**Task goal**
Filter the entries down to the lines containing "leather", and copy those lines.

□ □ □

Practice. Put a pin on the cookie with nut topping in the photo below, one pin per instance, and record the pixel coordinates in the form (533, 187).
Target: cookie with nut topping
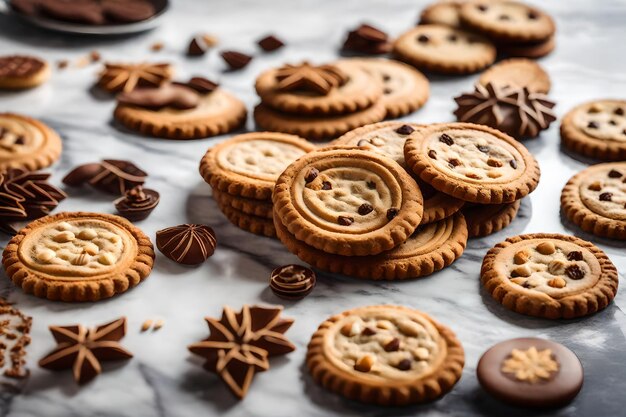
(595, 200)
(385, 355)
(549, 275)
(78, 256)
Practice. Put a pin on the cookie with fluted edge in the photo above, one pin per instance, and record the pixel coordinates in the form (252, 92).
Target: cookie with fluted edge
(388, 138)
(549, 275)
(317, 127)
(353, 89)
(507, 21)
(385, 355)
(472, 162)
(486, 219)
(595, 200)
(78, 256)
(596, 129)
(405, 89)
(248, 165)
(348, 201)
(444, 49)
(217, 112)
(430, 248)
(27, 143)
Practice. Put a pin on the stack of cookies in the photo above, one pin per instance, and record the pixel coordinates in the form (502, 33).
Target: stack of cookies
(242, 172)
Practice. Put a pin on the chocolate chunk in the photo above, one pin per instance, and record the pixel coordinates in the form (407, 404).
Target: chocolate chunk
(575, 272)
(405, 130)
(236, 60)
(575, 255)
(365, 208)
(606, 196)
(270, 43)
(311, 175)
(445, 138)
(392, 213)
(345, 220)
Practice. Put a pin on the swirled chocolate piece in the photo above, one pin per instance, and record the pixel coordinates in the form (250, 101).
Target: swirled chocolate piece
(188, 244)
(111, 176)
(292, 282)
(137, 203)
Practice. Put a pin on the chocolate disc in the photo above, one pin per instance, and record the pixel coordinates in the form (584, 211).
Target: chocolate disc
(531, 372)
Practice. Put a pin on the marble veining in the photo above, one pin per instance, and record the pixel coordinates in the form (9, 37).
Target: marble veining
(164, 379)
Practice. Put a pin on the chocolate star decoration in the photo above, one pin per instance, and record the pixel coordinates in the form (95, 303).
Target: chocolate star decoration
(240, 344)
(82, 349)
(513, 110)
(306, 77)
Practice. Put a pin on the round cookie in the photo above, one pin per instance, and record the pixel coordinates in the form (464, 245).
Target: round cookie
(486, 219)
(385, 355)
(472, 162)
(596, 129)
(305, 89)
(78, 257)
(549, 275)
(27, 143)
(18, 72)
(348, 201)
(595, 200)
(388, 138)
(518, 72)
(404, 88)
(444, 49)
(248, 165)
(429, 249)
(317, 127)
(217, 112)
(531, 372)
(507, 21)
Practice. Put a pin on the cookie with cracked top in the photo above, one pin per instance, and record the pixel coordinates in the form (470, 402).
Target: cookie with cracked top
(549, 275)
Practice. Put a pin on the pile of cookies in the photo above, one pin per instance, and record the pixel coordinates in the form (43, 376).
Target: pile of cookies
(242, 172)
(325, 101)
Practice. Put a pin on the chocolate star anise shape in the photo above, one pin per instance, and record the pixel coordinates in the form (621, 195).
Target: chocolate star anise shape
(306, 77)
(239, 344)
(82, 349)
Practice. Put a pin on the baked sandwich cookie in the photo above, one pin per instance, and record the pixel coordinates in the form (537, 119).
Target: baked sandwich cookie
(27, 143)
(595, 200)
(78, 257)
(549, 275)
(596, 129)
(348, 201)
(385, 355)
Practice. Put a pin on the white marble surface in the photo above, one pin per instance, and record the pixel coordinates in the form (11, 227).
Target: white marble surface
(163, 379)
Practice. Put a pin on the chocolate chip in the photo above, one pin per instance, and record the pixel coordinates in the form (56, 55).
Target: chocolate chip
(392, 212)
(405, 130)
(445, 138)
(393, 345)
(311, 175)
(606, 196)
(345, 221)
(575, 255)
(365, 208)
(404, 365)
(574, 272)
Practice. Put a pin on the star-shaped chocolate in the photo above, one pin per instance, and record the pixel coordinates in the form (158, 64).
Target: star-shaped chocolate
(240, 344)
(127, 77)
(513, 110)
(82, 349)
(306, 77)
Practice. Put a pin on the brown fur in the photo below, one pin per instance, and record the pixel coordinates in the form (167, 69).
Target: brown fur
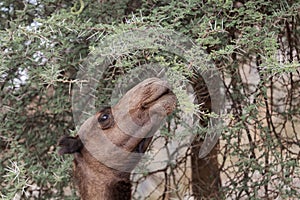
(106, 141)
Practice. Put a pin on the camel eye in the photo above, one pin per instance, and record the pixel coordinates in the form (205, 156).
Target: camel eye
(103, 117)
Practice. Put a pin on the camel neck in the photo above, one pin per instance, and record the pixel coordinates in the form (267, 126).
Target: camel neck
(97, 181)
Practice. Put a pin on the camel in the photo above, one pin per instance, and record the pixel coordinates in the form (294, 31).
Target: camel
(110, 144)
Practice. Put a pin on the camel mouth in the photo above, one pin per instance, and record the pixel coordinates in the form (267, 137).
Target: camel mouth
(166, 93)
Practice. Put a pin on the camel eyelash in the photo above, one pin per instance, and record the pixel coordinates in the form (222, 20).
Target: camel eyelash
(103, 117)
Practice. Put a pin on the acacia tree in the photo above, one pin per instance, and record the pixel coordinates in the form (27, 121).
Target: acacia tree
(254, 44)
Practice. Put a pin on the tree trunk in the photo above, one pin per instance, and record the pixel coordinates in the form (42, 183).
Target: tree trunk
(206, 180)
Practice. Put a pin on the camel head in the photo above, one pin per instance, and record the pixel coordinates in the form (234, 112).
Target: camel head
(118, 136)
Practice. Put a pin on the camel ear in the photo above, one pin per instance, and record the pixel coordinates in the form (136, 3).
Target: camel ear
(69, 145)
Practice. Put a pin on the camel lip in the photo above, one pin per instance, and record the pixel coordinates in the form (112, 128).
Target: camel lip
(166, 92)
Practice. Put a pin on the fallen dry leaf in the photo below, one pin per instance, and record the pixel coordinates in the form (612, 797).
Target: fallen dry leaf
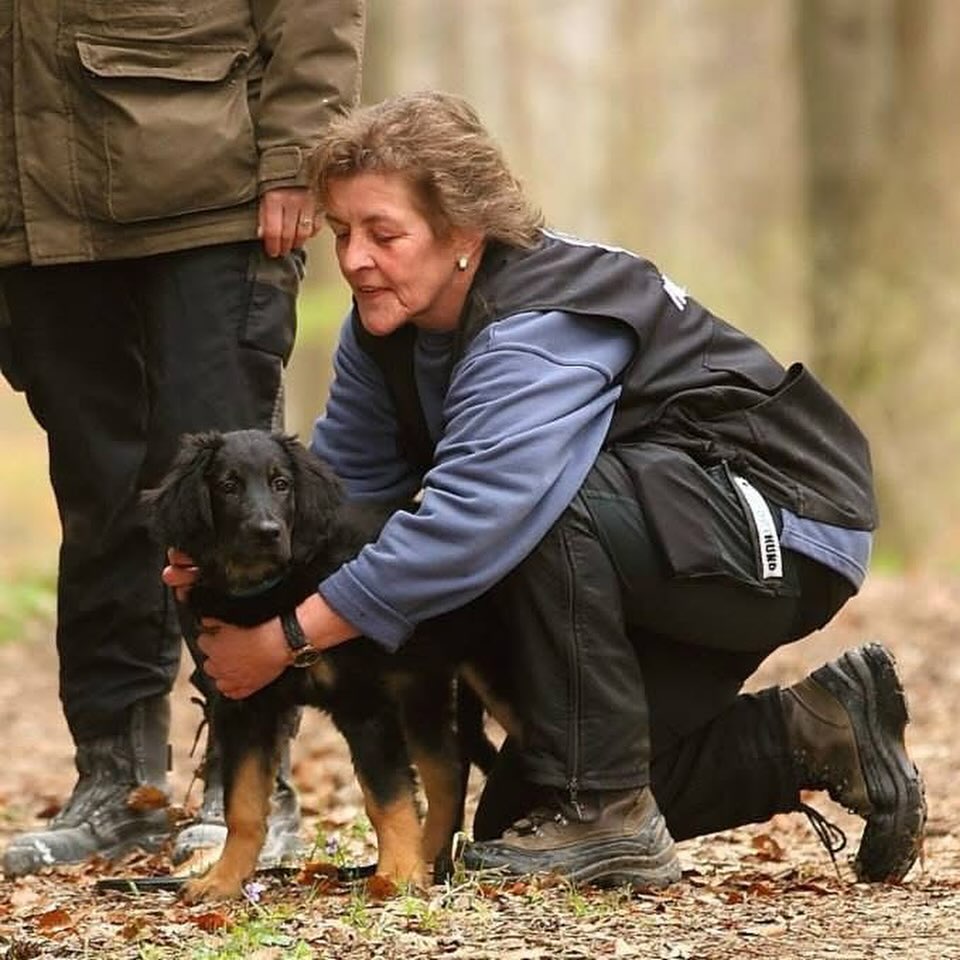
(147, 797)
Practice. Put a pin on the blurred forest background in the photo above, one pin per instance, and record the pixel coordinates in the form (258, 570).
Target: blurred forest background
(792, 163)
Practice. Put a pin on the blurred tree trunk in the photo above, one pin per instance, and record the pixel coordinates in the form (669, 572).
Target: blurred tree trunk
(380, 51)
(848, 87)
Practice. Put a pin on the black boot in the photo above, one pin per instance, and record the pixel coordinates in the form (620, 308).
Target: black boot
(608, 837)
(97, 820)
(203, 840)
(845, 723)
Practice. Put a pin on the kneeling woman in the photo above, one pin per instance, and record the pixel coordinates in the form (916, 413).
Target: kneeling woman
(649, 501)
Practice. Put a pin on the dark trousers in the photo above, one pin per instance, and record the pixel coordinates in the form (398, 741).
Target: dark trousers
(117, 360)
(628, 675)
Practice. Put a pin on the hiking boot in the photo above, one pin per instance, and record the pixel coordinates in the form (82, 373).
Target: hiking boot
(845, 723)
(102, 818)
(608, 837)
(203, 840)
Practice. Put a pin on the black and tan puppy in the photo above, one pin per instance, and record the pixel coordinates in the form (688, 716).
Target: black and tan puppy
(265, 522)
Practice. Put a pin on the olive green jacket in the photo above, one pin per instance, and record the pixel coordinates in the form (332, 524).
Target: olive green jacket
(134, 127)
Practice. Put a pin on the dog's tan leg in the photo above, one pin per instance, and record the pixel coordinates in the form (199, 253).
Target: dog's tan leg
(495, 705)
(397, 827)
(247, 810)
(441, 783)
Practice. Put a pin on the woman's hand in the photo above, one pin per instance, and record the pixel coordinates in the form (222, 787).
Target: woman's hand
(242, 660)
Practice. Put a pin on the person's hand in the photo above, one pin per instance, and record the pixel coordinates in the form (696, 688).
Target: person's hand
(287, 219)
(242, 660)
(180, 574)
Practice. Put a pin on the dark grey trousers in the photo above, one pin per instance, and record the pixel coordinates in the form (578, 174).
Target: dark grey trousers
(628, 675)
(117, 360)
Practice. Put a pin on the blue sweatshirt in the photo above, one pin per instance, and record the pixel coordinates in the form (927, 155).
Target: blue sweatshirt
(518, 423)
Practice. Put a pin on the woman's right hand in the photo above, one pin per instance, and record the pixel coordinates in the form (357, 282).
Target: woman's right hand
(180, 574)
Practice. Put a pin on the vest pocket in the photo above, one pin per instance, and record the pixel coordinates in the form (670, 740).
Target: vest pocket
(700, 521)
(167, 130)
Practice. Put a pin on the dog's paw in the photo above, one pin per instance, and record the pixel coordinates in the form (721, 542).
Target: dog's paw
(210, 887)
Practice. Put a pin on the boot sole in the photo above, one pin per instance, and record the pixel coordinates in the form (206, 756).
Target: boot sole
(893, 834)
(613, 863)
(28, 859)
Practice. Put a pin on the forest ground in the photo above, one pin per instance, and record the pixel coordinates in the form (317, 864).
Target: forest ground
(767, 890)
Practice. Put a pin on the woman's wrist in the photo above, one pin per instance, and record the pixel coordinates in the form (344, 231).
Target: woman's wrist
(322, 625)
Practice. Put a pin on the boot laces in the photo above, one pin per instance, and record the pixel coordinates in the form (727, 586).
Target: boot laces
(831, 837)
(533, 822)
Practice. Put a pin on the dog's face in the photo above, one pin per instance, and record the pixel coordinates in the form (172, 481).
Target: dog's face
(244, 505)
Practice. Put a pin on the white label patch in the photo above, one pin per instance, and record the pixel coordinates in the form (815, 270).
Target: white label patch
(768, 543)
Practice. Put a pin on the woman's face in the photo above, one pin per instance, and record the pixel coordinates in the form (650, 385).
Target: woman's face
(398, 269)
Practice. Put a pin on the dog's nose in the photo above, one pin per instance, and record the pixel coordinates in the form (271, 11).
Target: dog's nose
(268, 531)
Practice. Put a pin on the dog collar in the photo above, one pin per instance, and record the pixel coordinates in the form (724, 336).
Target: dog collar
(304, 655)
(258, 589)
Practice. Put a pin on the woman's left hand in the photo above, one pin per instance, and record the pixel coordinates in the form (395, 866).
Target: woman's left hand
(242, 660)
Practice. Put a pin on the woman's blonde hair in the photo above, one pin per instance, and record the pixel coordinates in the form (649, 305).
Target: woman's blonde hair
(437, 142)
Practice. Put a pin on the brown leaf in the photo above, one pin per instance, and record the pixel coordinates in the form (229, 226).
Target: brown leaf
(212, 921)
(135, 928)
(147, 797)
(54, 920)
(380, 888)
(767, 848)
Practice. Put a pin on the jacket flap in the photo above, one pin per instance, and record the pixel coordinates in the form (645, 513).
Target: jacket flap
(113, 58)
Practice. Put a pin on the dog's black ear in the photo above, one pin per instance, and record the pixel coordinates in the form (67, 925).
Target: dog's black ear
(179, 508)
(318, 495)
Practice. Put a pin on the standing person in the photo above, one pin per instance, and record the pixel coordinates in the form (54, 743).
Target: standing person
(651, 502)
(153, 207)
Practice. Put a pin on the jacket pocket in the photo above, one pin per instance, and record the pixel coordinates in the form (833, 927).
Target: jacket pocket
(168, 130)
(701, 523)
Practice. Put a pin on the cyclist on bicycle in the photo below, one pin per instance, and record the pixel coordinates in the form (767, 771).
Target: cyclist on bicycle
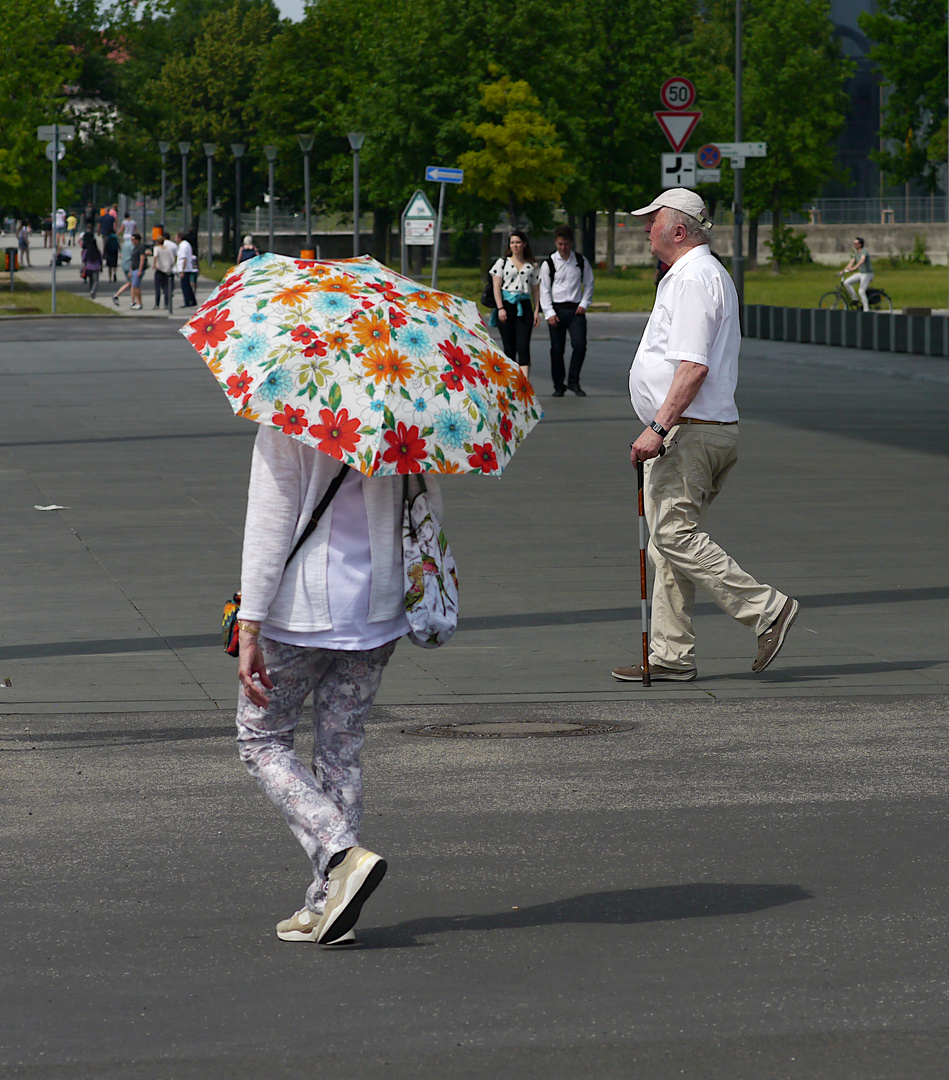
(861, 264)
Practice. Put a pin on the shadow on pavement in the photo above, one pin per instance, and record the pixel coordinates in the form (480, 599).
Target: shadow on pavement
(622, 907)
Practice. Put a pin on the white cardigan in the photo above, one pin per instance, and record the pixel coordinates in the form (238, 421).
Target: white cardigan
(287, 481)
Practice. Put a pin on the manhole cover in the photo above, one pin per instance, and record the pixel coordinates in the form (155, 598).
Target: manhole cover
(516, 729)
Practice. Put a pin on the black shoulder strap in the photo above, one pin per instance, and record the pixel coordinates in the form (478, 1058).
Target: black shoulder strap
(317, 513)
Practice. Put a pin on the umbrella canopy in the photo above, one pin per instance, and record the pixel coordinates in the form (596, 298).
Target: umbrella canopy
(364, 364)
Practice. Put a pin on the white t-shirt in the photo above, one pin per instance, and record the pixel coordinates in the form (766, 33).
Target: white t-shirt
(694, 318)
(349, 577)
(514, 280)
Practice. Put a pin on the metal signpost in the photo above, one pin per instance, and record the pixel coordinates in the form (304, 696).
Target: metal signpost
(439, 174)
(418, 226)
(54, 135)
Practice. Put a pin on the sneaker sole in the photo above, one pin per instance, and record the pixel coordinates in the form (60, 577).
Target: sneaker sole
(685, 677)
(785, 629)
(361, 883)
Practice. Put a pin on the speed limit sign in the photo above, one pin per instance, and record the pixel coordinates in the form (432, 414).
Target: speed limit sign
(677, 93)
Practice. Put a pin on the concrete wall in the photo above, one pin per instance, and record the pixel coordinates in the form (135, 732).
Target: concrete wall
(922, 335)
(830, 244)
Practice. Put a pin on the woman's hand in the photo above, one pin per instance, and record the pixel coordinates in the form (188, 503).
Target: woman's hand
(251, 663)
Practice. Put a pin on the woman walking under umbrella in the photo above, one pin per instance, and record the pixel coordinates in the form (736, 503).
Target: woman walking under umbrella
(325, 621)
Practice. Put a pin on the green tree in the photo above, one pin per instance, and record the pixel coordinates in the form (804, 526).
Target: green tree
(909, 48)
(520, 160)
(35, 75)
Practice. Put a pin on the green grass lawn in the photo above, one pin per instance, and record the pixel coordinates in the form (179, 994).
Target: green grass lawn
(632, 289)
(26, 299)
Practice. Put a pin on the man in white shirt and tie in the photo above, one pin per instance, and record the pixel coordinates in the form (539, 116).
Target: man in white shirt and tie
(566, 292)
(682, 388)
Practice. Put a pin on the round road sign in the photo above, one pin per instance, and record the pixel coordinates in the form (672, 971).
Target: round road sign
(708, 156)
(677, 93)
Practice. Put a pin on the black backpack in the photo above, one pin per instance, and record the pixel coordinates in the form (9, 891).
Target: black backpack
(552, 269)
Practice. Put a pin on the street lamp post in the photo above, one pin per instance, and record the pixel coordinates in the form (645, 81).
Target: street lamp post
(270, 152)
(163, 150)
(356, 139)
(209, 150)
(238, 151)
(737, 258)
(185, 147)
(307, 145)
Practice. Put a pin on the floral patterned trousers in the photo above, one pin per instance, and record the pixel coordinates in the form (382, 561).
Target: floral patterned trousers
(323, 806)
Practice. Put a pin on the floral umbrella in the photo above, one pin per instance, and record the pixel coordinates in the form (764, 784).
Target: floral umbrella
(364, 364)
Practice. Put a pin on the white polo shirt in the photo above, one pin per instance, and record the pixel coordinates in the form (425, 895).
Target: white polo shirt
(694, 318)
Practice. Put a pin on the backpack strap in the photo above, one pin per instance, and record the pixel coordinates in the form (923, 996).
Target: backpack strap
(317, 513)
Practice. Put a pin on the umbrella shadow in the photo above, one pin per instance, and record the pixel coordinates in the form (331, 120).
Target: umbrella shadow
(621, 907)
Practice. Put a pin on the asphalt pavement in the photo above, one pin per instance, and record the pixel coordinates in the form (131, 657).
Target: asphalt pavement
(744, 880)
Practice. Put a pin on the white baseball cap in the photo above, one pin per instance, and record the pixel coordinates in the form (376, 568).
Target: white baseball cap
(681, 199)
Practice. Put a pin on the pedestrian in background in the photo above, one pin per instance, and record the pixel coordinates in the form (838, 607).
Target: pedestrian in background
(682, 387)
(164, 270)
(185, 267)
(247, 250)
(110, 253)
(92, 261)
(566, 285)
(516, 306)
(23, 242)
(139, 265)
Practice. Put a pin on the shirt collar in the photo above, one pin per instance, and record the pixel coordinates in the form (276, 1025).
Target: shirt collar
(690, 256)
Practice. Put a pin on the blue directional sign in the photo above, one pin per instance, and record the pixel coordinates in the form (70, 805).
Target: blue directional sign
(439, 174)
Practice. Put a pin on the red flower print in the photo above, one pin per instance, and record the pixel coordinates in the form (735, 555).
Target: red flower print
(406, 448)
(336, 432)
(483, 458)
(212, 331)
(460, 362)
(290, 420)
(239, 385)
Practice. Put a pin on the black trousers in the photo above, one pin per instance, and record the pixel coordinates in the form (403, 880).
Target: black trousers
(515, 334)
(570, 323)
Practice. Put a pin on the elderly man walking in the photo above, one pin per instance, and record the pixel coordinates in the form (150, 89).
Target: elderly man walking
(682, 388)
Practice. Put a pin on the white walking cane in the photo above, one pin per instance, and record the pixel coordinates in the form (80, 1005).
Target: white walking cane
(640, 478)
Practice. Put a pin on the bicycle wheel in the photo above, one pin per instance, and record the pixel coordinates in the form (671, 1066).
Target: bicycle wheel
(832, 300)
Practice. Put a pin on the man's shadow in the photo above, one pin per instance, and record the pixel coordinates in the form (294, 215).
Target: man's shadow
(622, 907)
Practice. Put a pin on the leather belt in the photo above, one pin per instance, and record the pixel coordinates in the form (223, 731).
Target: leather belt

□ □ □

**Solution below**
Practice. Put a pin on the leather belt in the photo above, one pin per instance, and record the pixel coordinates in the form (223, 731).
Target: leather belt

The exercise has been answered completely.